[Exercise requirements] Where the data below contains pictures, omit them; output the rest word for word.

[Material provided]
BEGIN
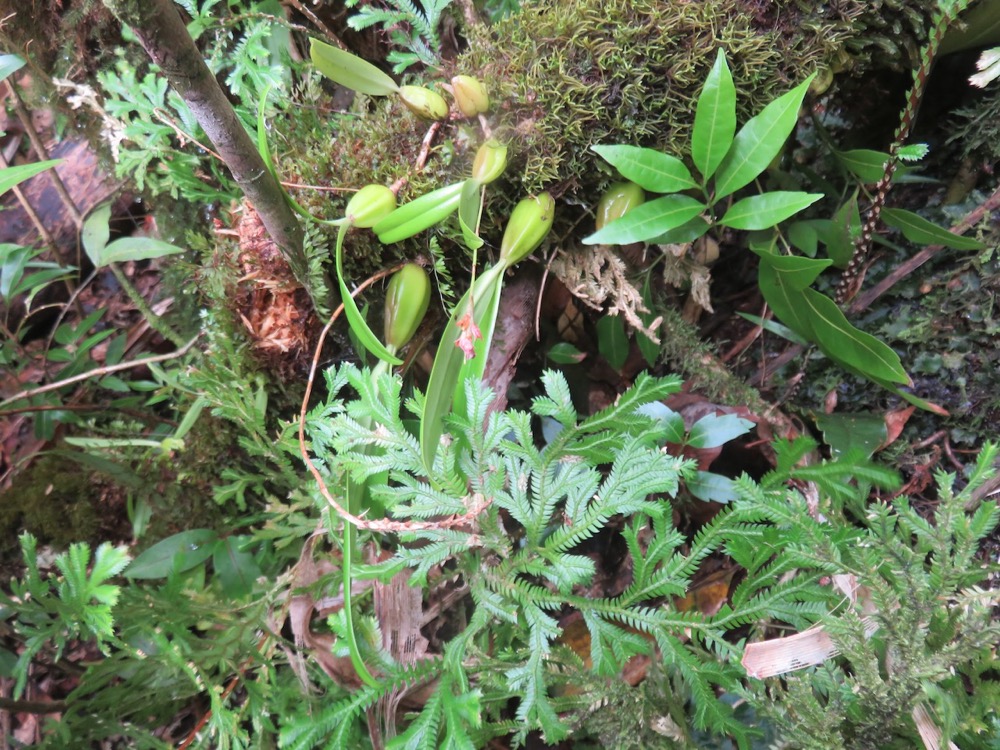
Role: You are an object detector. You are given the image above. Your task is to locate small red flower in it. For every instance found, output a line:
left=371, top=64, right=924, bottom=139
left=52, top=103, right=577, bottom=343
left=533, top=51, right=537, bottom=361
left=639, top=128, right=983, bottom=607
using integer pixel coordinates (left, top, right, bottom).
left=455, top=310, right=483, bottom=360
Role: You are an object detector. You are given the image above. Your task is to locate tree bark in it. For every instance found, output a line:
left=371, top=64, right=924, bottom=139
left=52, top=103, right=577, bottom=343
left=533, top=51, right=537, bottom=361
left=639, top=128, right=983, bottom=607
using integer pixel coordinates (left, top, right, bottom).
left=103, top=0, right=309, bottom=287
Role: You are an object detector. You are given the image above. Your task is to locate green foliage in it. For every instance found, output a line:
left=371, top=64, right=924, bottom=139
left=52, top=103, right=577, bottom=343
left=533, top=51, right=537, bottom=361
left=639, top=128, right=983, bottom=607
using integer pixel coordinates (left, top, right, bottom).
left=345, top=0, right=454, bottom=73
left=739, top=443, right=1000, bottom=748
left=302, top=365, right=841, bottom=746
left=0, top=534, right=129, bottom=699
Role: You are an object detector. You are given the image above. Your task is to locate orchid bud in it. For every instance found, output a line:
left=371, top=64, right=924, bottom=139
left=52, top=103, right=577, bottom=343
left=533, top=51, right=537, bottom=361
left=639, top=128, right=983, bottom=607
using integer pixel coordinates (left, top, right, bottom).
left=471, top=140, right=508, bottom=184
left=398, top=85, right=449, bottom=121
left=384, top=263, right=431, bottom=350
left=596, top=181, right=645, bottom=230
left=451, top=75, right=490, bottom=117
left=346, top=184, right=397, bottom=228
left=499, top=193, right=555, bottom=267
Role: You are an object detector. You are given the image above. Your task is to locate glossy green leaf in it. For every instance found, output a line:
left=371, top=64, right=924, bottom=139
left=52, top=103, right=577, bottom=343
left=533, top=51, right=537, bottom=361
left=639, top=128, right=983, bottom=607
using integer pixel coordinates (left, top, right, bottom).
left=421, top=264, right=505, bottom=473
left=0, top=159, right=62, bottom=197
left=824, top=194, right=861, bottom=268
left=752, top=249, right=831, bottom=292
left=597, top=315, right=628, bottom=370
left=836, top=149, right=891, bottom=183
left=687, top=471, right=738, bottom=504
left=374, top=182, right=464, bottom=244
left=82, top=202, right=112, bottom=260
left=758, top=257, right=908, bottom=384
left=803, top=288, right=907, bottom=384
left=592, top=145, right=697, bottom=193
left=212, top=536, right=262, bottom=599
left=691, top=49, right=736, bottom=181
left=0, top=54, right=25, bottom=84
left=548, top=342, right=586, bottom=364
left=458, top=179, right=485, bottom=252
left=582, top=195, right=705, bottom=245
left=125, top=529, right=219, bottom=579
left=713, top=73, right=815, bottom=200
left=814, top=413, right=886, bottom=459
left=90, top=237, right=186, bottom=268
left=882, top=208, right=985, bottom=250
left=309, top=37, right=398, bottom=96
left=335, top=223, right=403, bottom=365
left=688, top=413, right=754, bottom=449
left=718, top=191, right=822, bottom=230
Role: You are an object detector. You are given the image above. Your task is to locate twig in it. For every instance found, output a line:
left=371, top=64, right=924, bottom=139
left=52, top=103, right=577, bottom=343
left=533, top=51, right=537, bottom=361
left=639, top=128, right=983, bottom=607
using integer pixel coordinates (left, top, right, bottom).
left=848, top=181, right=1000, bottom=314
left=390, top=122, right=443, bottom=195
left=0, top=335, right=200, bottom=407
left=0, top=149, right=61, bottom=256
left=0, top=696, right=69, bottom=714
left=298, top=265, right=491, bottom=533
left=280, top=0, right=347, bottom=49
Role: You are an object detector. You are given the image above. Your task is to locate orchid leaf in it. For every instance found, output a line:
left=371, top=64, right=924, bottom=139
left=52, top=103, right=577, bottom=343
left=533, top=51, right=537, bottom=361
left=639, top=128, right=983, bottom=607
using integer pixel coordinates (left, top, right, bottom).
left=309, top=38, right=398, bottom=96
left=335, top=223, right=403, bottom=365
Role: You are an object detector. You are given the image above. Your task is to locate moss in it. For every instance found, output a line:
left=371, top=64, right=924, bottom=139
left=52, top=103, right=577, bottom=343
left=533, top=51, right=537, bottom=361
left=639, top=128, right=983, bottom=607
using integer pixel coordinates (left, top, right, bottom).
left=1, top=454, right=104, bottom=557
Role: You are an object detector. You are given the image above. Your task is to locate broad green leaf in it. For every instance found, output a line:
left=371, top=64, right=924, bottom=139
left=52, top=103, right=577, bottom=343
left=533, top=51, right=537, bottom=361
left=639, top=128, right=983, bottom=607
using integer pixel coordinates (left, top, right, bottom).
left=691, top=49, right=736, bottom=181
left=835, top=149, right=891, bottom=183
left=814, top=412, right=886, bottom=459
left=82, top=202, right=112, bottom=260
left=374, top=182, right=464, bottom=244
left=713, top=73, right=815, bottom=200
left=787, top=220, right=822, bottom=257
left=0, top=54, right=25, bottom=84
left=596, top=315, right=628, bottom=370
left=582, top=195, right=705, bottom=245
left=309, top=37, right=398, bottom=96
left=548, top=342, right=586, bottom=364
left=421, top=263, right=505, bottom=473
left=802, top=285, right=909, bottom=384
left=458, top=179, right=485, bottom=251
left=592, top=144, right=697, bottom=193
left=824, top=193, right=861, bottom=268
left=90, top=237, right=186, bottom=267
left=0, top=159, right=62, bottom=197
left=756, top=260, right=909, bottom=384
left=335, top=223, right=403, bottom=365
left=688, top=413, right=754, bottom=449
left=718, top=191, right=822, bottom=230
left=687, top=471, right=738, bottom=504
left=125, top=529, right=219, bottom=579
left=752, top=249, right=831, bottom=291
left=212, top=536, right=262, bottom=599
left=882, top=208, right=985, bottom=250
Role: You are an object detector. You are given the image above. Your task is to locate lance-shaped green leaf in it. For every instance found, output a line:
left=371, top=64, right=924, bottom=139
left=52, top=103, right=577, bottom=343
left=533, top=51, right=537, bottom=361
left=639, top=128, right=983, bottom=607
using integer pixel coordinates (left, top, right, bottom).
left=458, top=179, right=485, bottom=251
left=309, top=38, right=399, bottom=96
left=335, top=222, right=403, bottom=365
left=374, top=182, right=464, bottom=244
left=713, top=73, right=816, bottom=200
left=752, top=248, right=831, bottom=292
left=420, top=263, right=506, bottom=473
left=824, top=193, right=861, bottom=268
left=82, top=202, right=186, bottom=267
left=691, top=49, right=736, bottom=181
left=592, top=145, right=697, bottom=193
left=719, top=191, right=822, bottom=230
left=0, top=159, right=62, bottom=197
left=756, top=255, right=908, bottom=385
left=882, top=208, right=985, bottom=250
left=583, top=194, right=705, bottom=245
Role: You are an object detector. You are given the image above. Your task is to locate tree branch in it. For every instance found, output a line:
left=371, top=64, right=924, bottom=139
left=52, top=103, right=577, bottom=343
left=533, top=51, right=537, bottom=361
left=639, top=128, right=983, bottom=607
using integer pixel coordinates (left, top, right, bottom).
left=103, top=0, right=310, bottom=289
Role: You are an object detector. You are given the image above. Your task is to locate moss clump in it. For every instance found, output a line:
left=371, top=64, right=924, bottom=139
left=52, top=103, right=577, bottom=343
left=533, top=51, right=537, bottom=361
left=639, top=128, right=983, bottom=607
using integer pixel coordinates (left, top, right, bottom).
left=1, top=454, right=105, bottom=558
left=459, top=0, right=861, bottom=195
END
[Your response]
Role: You are an object detector. You are given the image above. Your task is to locate small red flower in it. For every instance found, output a line:
left=371, top=64, right=924, bottom=139
left=52, top=103, right=577, bottom=343
left=533, top=51, right=537, bottom=361
left=639, top=128, right=983, bottom=607
using integer pixel coordinates (left, top, right, bottom).
left=455, top=310, right=483, bottom=360
Role: You are an object detector. You are given the image above. Your task is to locate tree bark in it. For every instance found, output a line:
left=371, top=64, right=924, bottom=139
left=52, top=103, right=577, bottom=343
left=533, top=51, right=537, bottom=361
left=639, top=128, right=983, bottom=607
using integer pixel coordinates (left, top, right, bottom).
left=103, top=0, right=309, bottom=287
Role: You are an object detector. You are given the image above. Your task is to locate green foliage in it. For every instance found, output a line:
left=371, top=64, right=924, bottom=139
left=52, top=103, right=577, bottom=343
left=533, top=51, right=537, bottom=361
left=639, top=128, right=983, bottom=607
using integer pixel coordinates (left, top, right, bottom).
left=345, top=0, right=454, bottom=73
left=739, top=443, right=1000, bottom=748
left=302, top=365, right=841, bottom=746
left=0, top=534, right=129, bottom=699
Role: You are an object detector. You are given the image above. Your task is to locate orchid bud in it. For every instance found, output a line:
left=371, top=64, right=924, bottom=139
left=52, top=103, right=577, bottom=343
left=533, top=51, right=537, bottom=361
left=639, top=128, right=983, bottom=607
using integer pixel coordinates (left, top, right, bottom).
left=471, top=140, right=508, bottom=184
left=398, top=85, right=449, bottom=121
left=384, top=263, right=431, bottom=350
left=596, top=181, right=645, bottom=230
left=451, top=75, right=490, bottom=117
left=346, top=184, right=397, bottom=228
left=499, top=193, right=555, bottom=267
Role: You are an object detector. You are given the image above. Your task is to locate glossy green leaf in it. For every instance found, output a line:
left=371, top=64, right=924, bottom=139
left=52, top=103, right=577, bottom=343
left=533, top=51, right=537, bottom=361
left=639, top=128, right=983, bottom=607
using integer pixel coordinates (left, top, right, bottom).
left=421, top=264, right=505, bottom=473
left=0, top=159, right=62, bottom=197
left=824, top=194, right=861, bottom=268
left=752, top=249, right=831, bottom=292
left=597, top=315, right=628, bottom=370
left=836, top=149, right=891, bottom=183
left=687, top=471, right=738, bottom=504
left=374, top=182, right=464, bottom=244
left=82, top=202, right=112, bottom=260
left=758, top=257, right=908, bottom=384
left=803, top=288, right=907, bottom=384
left=592, top=145, right=697, bottom=193
left=212, top=536, right=262, bottom=599
left=691, top=49, right=736, bottom=181
left=0, top=54, right=25, bottom=84
left=548, top=342, right=586, bottom=364
left=458, top=179, right=485, bottom=252
left=582, top=195, right=705, bottom=245
left=125, top=529, right=219, bottom=579
left=713, top=73, right=815, bottom=200
left=814, top=413, right=886, bottom=459
left=90, top=237, right=186, bottom=268
left=882, top=208, right=985, bottom=250
left=309, top=37, right=398, bottom=96
left=335, top=223, right=403, bottom=365
left=688, top=413, right=754, bottom=449
left=718, top=191, right=822, bottom=230
Role: You are an object detector. You are given the image above. Your task is to locate twig in it. For every instance found, output a line:
left=371, top=64, right=924, bottom=139
left=52, top=103, right=577, bottom=343
left=533, top=51, right=537, bottom=361
left=639, top=128, right=983, bottom=607
using integer pixel coordinates (left, top, right, bottom).
left=848, top=181, right=1000, bottom=314
left=390, top=122, right=443, bottom=195
left=0, top=335, right=200, bottom=407
left=0, top=149, right=61, bottom=256
left=0, top=696, right=69, bottom=714
left=298, top=265, right=491, bottom=533
left=280, top=0, right=347, bottom=49
Role: You are an object detector. You are given the image above. Your task is to locate orchid leaf in it. For every instance found, output a line:
left=371, top=64, right=924, bottom=139
left=52, top=103, right=577, bottom=343
left=533, top=51, right=537, bottom=361
left=639, top=128, right=983, bottom=607
using integer pixel coordinates (left, top, right, bottom).
left=309, top=38, right=398, bottom=96
left=335, top=223, right=403, bottom=365
Role: You are an object detector. You are given the image above. Your task is to locate moss in it. For every instance found, output a line:
left=371, top=64, right=924, bottom=139
left=52, top=103, right=577, bottom=343
left=533, top=51, right=537, bottom=361
left=639, top=128, right=983, bottom=607
using integer pixel coordinates (left, top, right, bottom).
left=1, top=454, right=104, bottom=557
Role: You are an object detector. You are given the image above. Your task is to locate broad green leaf in it. For every instance found, output a line:
left=371, top=64, right=924, bottom=139
left=52, top=103, right=577, bottom=343
left=533, top=51, right=537, bottom=361
left=639, top=128, right=983, bottom=607
using integer pixel coordinates (left, top, right, bottom).
left=691, top=49, right=736, bottom=181
left=835, top=149, right=891, bottom=183
left=814, top=412, right=886, bottom=459
left=82, top=202, right=112, bottom=260
left=374, top=182, right=464, bottom=244
left=713, top=73, right=815, bottom=200
left=787, top=220, right=822, bottom=257
left=0, top=54, right=25, bottom=84
left=596, top=315, right=628, bottom=370
left=582, top=195, right=705, bottom=245
left=309, top=37, right=398, bottom=96
left=548, top=342, right=586, bottom=364
left=421, top=263, right=505, bottom=473
left=802, top=285, right=909, bottom=384
left=458, top=179, right=485, bottom=251
left=592, top=144, right=697, bottom=193
left=824, top=193, right=861, bottom=268
left=90, top=237, right=186, bottom=267
left=0, top=159, right=62, bottom=197
left=756, top=260, right=909, bottom=384
left=335, top=223, right=403, bottom=365
left=688, top=413, right=754, bottom=449
left=718, top=191, right=822, bottom=230
left=687, top=471, right=738, bottom=504
left=125, top=529, right=219, bottom=579
left=752, top=249, right=831, bottom=291
left=212, top=536, right=262, bottom=599
left=882, top=208, right=985, bottom=250
Role: You are an object detector. You are given the image above. Your task is to locate lance-shaped green leaf in it. For every instance found, output a line:
left=371, top=64, right=924, bottom=139
left=52, top=103, right=577, bottom=343
left=533, top=51, right=537, bottom=361
left=639, top=128, right=983, bottom=607
using integer pixel coordinates (left, top, right, bottom).
left=458, top=179, right=485, bottom=251
left=309, top=38, right=399, bottom=96
left=335, top=222, right=403, bottom=365
left=374, top=182, right=464, bottom=244
left=713, top=73, right=816, bottom=200
left=752, top=248, right=831, bottom=292
left=420, top=263, right=506, bottom=473
left=824, top=193, right=861, bottom=268
left=82, top=202, right=186, bottom=267
left=691, top=49, right=736, bottom=181
left=592, top=145, right=697, bottom=193
left=719, top=191, right=822, bottom=230
left=0, top=159, right=62, bottom=197
left=756, top=255, right=908, bottom=385
left=882, top=208, right=985, bottom=250
left=583, top=194, right=705, bottom=245
Role: You are an object detector. You are given the image above. Your task is to locate tree branch in it. For every instance found, output a line:
left=371, top=64, right=924, bottom=139
left=52, top=103, right=577, bottom=343
left=533, top=51, right=537, bottom=361
left=639, top=128, right=983, bottom=607
using integer pixel coordinates (left, top, right, bottom).
left=103, top=0, right=310, bottom=289
Role: You are an object detector. You are given the image above. Your task is to locate moss clump in it. For every instance found, output a line:
left=371, top=64, right=924, bottom=139
left=52, top=103, right=577, bottom=343
left=533, top=51, right=537, bottom=361
left=639, top=128, right=983, bottom=607
using integer pixel coordinates (left, top, right, bottom).
left=1, top=454, right=105, bottom=558
left=459, top=0, right=861, bottom=195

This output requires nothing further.